▶ Directions for this task: Locate the line containing "Where can you see the stacked" in the material below; repeat it and every line after it, exactly as written.

▶ Material for the task:
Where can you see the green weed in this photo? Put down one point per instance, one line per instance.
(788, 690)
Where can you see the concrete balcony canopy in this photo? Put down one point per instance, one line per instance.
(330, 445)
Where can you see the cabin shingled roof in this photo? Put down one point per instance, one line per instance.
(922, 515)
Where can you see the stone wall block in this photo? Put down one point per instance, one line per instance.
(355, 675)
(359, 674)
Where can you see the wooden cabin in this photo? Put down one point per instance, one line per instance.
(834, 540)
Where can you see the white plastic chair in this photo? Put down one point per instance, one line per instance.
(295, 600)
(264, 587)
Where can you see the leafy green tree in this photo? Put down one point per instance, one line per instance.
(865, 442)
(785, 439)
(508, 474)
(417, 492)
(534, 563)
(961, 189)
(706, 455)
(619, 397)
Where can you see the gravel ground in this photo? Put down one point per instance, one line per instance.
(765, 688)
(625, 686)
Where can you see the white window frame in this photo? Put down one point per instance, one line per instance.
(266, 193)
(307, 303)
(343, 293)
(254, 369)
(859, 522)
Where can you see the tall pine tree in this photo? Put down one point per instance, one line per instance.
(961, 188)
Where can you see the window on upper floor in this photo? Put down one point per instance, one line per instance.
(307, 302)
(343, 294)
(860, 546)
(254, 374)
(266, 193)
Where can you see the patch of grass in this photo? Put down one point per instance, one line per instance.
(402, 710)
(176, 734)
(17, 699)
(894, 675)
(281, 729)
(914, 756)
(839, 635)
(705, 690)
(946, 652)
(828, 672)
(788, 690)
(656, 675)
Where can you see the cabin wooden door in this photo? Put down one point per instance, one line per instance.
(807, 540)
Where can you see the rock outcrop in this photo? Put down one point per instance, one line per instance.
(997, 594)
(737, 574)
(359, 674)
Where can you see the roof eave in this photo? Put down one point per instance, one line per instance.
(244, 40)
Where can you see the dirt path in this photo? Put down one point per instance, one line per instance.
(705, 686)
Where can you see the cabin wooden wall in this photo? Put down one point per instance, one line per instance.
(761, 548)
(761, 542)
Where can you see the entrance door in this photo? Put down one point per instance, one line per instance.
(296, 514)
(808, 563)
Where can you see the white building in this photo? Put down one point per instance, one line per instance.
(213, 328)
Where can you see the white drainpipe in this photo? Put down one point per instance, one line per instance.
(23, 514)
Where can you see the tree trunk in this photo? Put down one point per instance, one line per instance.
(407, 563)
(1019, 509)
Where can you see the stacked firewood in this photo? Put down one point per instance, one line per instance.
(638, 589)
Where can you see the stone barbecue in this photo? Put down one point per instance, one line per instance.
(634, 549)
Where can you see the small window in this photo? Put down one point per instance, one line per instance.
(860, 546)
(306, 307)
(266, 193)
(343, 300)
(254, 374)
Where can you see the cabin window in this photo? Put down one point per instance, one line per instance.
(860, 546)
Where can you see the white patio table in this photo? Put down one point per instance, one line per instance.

▶ Task solution:
Where can you see the stacked firewood in this photo? Put down one point per instance, one line per instance.
(638, 589)
Where can you see the stone barbecue in this photo? Put down one point per instance, one line per instance.
(634, 549)
Where can you see the small window in this photo? Put down one point per instance, one line per instance.
(860, 546)
(306, 307)
(266, 193)
(343, 300)
(254, 374)
Where can you see the cabin window in this photo? Put down one point per instance, one line per instance.
(860, 546)
Where can you see the white patio table in this photo? Put down one point per instance, one line per instance.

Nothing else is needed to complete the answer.